- 課題 1:
「コントラバンド」紹介文について、次の問いに答えてください。
(a) 「コントラバンド」と公開時期が重なった作品は何か。
(b) ウォールバーグが扮するクリスのかつての稼業は何か。
(c) クリスが現在経営しているのはどんな会社か。
- 課題 2:
「コントラバンド」紹介文を、最後の文の後から書き継ぐこと。

- 出典抜粋:
↓↓↓
というのを思い出したのも、今回、一時ありとあらゆるトーク・ショウに、「コントラバンド」主演のマーク・ウォールバーグが出ていたという印象があるからだ。ダウニー・Jr.の時もそうだったが、今回も、見る番組見る番組のほとんどにウォールバーグが出て「コントラバンド」の話をしていた。これが現実にどのくらいの興行成績の向上となって反映してくるかは判定しようがないと思うが、いずれにしても、真面目に自分の仕事をしようとするその姿勢には感心する。


ただしこれだけ露出度を高めると、時にはポカもする。今回は、公開時期が「ものすごくうるさくて、ありえないほど近い (Extremely Loud and Incredibly Close)」と重なったこともあって、その話も出たんだろう、とある雑誌のインタヴュウで、「オレが9/11の時にハイジャックされた飛行機に乗っていたら、ああいう風にはならなかった」と発言して、かなり9/11関係者、端的に言って遺族の反発を買った。


そりゃそうだろうと思う。実際にもしウォールバーグが乗っていたとしたら、事態は異なった展開を迎えたかもしれないが、問題はそんなところにはない。9/11は起こってしまったのであり、死んだ者は帰らない。遺族にとっては、ウォールバーグの発言はいまだに消えない心の傷口に塩を塗り込むようなものでしかない。結局ウォールバーグは自分の主演作の宣伝行脚中に、今度は一転して9/11遺族に謝罪する羽目になった。これをまた斜に見て、ちゃんと新作の宣伝になったと言う者もいる。どうなんだろう。


とまあ、ケチがついたのか宣伝になったのかはわからない「コントラバンド」、今回ウォールバーグが扮するのは、かつての稼業から足を洗った元ドラッグ・スマッグラー、すなわち麻薬密輸人のクリスだ。腕がよく、かなり羽振りもよかったクリスだが、今は家族もでき、小さな防犯システムの会社を経営している。
↑↑↑
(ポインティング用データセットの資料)
↓↓↓
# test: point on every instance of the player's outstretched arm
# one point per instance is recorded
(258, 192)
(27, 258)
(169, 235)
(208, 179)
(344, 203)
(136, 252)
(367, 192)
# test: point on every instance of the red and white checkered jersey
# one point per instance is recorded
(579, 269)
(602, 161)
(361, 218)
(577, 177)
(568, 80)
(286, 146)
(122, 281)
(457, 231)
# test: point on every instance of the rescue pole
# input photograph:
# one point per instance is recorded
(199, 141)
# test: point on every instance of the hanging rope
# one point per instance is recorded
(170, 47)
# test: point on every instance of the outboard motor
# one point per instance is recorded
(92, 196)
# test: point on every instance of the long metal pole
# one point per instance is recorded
↑↑↑
- 回答 1:
(a) 「ものすごくうるさくて、ありえないほど近い (Extremely Loud and Incredibly Close)」
(b) ドラッグ・スマッグラー、すなわち麻薬密輸人
(c) 小さな防犯システムの会社

- 回答 2:
しかしできの悪い義弟のアンディがかつてのクリスよろしくドラッグ・スマッグリングに手を出し、しかもポカをして、仕入れるべき大量の麻薬を文字通り水に流してしまう。ディーラーのティムに期日までに金を払わなければ、アンディだけでなく、クリスと妻ケイトの子供たちにも手が伸びると脅され、クリスはもう一度だけ、最後の大仕事のためにかつての仲間に連絡をとる‥‥


要するに、これ、「ミニミニ大作戦 (The Italian Job)」の変奏だ。バディ・ムーヴィだ。見るまでは単純にウォールバーグ主演のアクションものとしか思っておらず、派手なアクションでも見るか、ぐらいにしか思ってなかったので、お、こういう話だったのかと期待する。


しかも今回は、主役級の面々を揃えた「ミニミニ大作戦」に較べ、名の売れている俳優はウォールバーグと、妻のケイトに扮するケイト・ベッキンセイルくらいなのだが、そのため、逆に配役が曲者揃いで、それがいい。冒頭のクレジットで、お、こいつも出ているのか、こいつもだ、という名前がいくつも出てきて、このキャスティングならこれは面白いかも、と期待させる。


冒頭で地元のドラッグ・ディーラーに運ぶべきドラッグを川に流して自分の首を絞める羽目になるアンディに扮するのは、「X-Men: ファースト・ジェネレーション (X-Men First Class)」にもちらと出ていたカレブ・ランドリー・ジョーンズ。いかにもできが悪く、ポカをしそうな青二才的な雰囲気がいい。義弟のアンディではなく、本当の弟のセバスチャンを演じるのはベン・フォスターで、「3時10分、決断のとき (3:10 to Yuma)」「ザ・メカニック (The Mechanic)」と来て、今度はどうやって裏切ってくれるのかと思っていたら、今回はちゃんとした家族思いの青年だ。


気の弱い仲間のデニーに扮するのはルーカス・ハース、私はいまだに彼を見ると反射的に「刑事ジョン・ブック/目撃者(Witness)」で、トイレの個室の便器の上に立って震えていた少年を思い出してしまうのだが、むさいおっさんになってしまった。他にも南米の切れたボスに扮するディエゴ・ルナ、地元ニュー・オーリンズのドラッグ・ディーラーにジョヴァンニ・リビシ、密輸船に仕立て上げる船の船長にはJ. K. シモンズといった面々が扮しており、この癖のあり方がたまらない。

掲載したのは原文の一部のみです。